Provided text:
# Watch out midwesterners, dont order seeds, theyll get taken



## twinturbochronic (Jul 17, 2008)

They took my fucking seeds, so watch out all of you who want to order. Mine was from drchronic and mailed on 28th of June. I will not say how it was packaged, but they are onto this method. I have received other similarly packaged seeds before without problems, may 15 and apr 25 and got both 3 days later. I got this nice little letter from homeland insecurity. I have been reading threads, and the chicago area seems to be difficult to get seeds into, especially recently. Since im only 200 miles northeast, i knew chicago customs would get my damn seeds after taking this long.


----------



## NaturesBest420 (Jul 17, 2008)

Do they make you go to court cause i have heard that but didnt believe it because the seeds werent in your possession even though its your mailing address anyone can do that


----------



## twinturbochronic (Jul 17, 2008)

it just gets confiscated and i have a right to appeal, but i dont think im up for that this week.


----------



## blackcoupe01 (Jul 17, 2008)

Thanks for posting the pics, I always wanted to see one of those letters, as long as it didnt come from my mailbox. Bagseed looking good these days?


----------



## Stoney McFried (Jul 17, 2008)

The one time I ordered, mine got through fine...but I think mine go through a slightly different route.


twinturbochronic said:


> They took my fucking seeds, so watch out all of you who want to order. Mine was from drchronic and mailed on 28th of June. I will not say how it was packaged, but they are onto this method. I have received other similarly packaged seeds before without problems, may 15 and apr 25 and got both 3 days later. I got this nice little letter from homeland insecurity. I have been reading threads, and the chicago area seems to be difficult to get seeds into, especially recently. Since im only 200 miles northeast, i knew chicago customs would get my damn seeds after taking this long.


----------



## Doalude (Jul 17, 2008)

I just got the same letter today, went through Chicago ordered from the Dr. DAMN!!!!


----------



## Stoney McFried (Jul 17, 2008)

You guys must all be around Illinois.


----------



## twinturbochronic (Jul 18, 2008)

lets just say im less than 5 miles from lake michigan, so yeah, chicago is only 200 miles south and west of me. Im just posting to let eveyone who may get mail, in the midwest, to watch out, tonight im ordering from nirvana seeds, which ive gotten seeds from before, but it took almost a month and a half to get here from amsterdam, im thinking haze or ppp or wonder woman, but either way, i hope i get them, well just see


----------



## NaturesBest420 (Jul 18, 2008)

Tasks for this exercise:
A: In the forum thread about seized seed orders, on what date was the first poster's order from drchronic mailed?
B: Carry on the forum thread about seized seed orders from its last line.

Record excerpts:
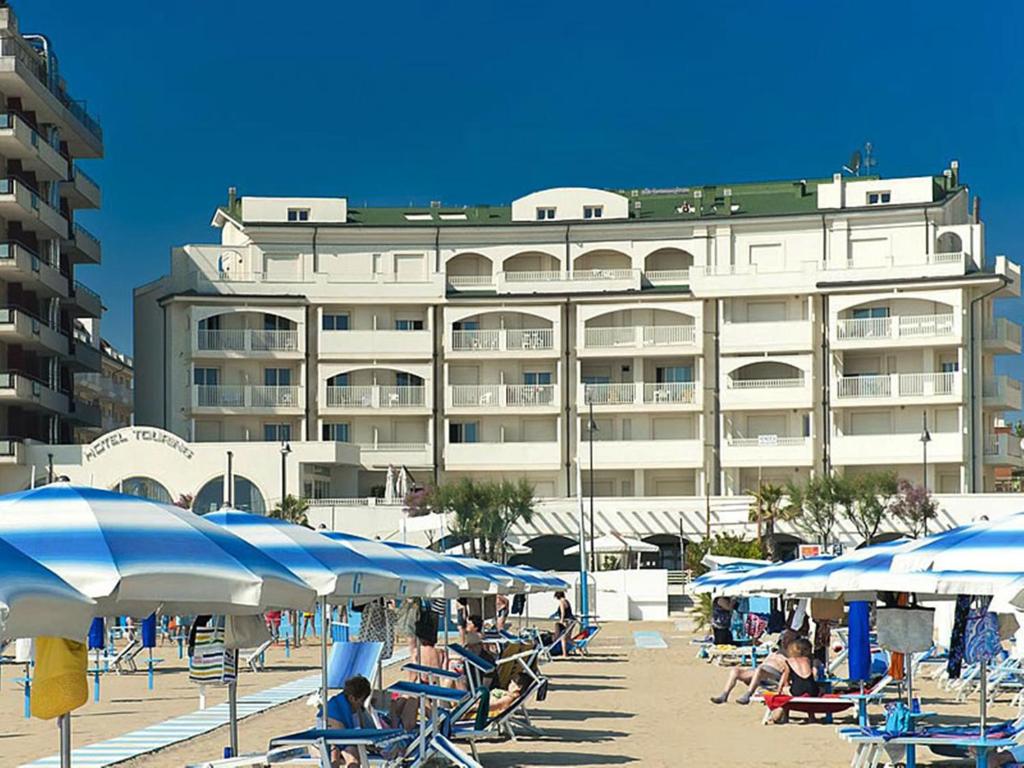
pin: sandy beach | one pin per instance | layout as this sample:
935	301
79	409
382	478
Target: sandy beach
621	706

Results for each task:
A: June 28

B:
Good luck man hopefully they get through customs this time i got my fingers crossed for ya man


----------



## Torturedzen (Jul 18, 2008)

twinturbochronic said:


> lets just say im less than 5 miles from lake michigan, so yeah, chicago is only 200 miles south and west of me. Im just posting to let eveyone who may get mail, in the midwest, to watch out, tonight im ordering from nirvana seeds, which ive gotten seeds from before, but it took almost a month and a half to get here from amsterdam, im thinking haze or ppp or wonder woman, but either way, i hope i get them, well just see


Good luck man. I'm about an hour north of Chicago and my order from the Doc got seized also. Got the letter a few weeks ago.


----------



## 40acres (Jul 18, 2008)

twinturbochronic said:


> it just gets confiscated and i have a right to appeal, but i dont think im up for that this week.


next week maybe?


----------



## {Kottonmouth.King} (Jul 18, 2008)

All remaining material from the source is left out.